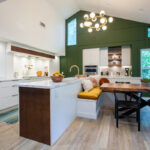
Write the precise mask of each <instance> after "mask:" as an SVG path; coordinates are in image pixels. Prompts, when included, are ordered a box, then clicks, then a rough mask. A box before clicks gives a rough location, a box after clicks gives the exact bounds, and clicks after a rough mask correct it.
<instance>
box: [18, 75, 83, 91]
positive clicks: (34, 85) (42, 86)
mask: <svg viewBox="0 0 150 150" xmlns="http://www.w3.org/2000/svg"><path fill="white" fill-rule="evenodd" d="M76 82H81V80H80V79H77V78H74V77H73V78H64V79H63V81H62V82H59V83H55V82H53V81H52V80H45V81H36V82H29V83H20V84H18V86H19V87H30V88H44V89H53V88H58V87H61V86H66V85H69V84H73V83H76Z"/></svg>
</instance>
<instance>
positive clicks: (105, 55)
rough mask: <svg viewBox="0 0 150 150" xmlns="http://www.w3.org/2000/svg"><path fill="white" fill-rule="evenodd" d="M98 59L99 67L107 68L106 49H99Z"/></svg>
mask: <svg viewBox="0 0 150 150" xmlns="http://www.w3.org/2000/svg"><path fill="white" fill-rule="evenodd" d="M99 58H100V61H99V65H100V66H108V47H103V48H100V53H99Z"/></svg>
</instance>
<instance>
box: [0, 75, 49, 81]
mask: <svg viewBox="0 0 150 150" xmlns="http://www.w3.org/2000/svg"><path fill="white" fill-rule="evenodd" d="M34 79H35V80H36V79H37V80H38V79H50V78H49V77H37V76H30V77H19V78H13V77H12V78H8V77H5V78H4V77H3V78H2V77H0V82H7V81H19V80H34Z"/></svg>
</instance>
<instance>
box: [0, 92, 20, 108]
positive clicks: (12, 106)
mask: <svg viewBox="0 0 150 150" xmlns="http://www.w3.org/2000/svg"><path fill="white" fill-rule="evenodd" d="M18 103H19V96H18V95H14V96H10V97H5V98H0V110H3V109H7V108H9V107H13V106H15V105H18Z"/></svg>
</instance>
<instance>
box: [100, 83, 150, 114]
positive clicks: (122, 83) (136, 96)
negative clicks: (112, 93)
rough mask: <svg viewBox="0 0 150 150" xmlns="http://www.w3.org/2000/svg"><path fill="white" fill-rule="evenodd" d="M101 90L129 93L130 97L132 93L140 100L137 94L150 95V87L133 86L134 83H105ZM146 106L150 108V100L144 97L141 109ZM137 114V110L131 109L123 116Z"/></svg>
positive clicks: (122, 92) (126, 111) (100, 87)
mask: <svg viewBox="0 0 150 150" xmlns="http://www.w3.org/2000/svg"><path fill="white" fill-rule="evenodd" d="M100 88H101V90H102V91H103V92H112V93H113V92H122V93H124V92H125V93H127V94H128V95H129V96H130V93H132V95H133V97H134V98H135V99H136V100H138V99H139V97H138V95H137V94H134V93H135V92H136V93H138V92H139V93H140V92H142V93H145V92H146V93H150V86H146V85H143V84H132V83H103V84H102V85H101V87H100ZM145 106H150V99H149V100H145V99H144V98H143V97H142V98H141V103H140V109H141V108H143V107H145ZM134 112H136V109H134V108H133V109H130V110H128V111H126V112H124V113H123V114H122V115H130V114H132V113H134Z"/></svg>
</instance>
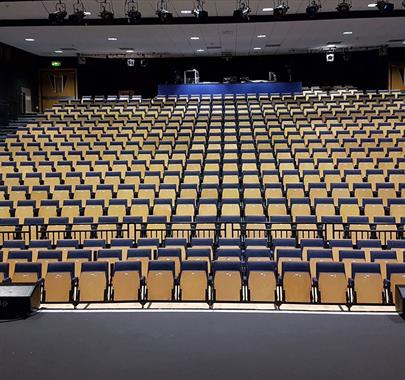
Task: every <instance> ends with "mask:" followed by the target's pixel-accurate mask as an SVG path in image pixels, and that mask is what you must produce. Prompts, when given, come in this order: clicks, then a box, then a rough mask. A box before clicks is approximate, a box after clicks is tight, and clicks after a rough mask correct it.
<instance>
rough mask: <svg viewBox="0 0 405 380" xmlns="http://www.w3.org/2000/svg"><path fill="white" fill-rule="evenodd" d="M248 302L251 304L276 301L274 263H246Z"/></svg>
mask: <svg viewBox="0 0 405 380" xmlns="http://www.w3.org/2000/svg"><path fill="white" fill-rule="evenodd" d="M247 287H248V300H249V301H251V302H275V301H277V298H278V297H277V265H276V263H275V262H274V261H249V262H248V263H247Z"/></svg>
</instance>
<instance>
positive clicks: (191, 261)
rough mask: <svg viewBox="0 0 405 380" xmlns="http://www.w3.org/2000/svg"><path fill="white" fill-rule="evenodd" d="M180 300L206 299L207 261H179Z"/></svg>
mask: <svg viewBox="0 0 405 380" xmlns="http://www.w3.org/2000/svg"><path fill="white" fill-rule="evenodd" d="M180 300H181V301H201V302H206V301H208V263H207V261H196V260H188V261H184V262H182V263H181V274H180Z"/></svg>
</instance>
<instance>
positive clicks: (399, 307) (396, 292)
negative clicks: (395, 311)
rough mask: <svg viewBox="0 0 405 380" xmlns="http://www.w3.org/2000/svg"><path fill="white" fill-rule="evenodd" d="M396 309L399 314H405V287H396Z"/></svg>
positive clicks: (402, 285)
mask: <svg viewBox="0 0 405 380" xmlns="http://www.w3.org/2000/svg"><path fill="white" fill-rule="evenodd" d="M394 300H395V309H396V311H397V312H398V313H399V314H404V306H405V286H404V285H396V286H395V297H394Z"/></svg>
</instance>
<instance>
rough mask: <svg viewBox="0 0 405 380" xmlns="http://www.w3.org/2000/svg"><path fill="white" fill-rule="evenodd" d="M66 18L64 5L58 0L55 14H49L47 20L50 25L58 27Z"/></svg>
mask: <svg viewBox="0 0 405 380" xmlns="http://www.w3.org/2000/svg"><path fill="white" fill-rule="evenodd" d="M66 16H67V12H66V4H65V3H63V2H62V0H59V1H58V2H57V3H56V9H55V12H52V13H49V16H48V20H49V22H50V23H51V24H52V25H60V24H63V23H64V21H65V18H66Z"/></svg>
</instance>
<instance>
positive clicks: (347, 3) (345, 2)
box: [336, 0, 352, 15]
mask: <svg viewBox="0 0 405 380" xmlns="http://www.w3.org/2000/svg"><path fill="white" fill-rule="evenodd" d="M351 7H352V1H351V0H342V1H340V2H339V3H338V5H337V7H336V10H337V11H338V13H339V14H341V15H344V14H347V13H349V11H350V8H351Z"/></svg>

****************

### REQUIREMENT
Pull out every line of the entries above that contains the string "before". Matches must have the same capitalization.

### ANSWER SPACE
Write the precise mask of each <instance> after "mask:" as an SVG path; coordinates are in image pixels. Prompts, when included, are ordered a box, then clicks, then a rough mask. A box before clicks gives a rough location, a box after clicks gives the exact bounds, and clicks after a rough mask correct it.
Task: every <instance> ends with "mask:" followed by the target's pixel-accurate mask as an SVG path in image pixels, and that mask is what you must produce. Prompts, when given, come in this order: clicks, then a box, then a rough mask. A box before clicks is approximate, a box after clicks is tight, and clicks after a rough mask correct it.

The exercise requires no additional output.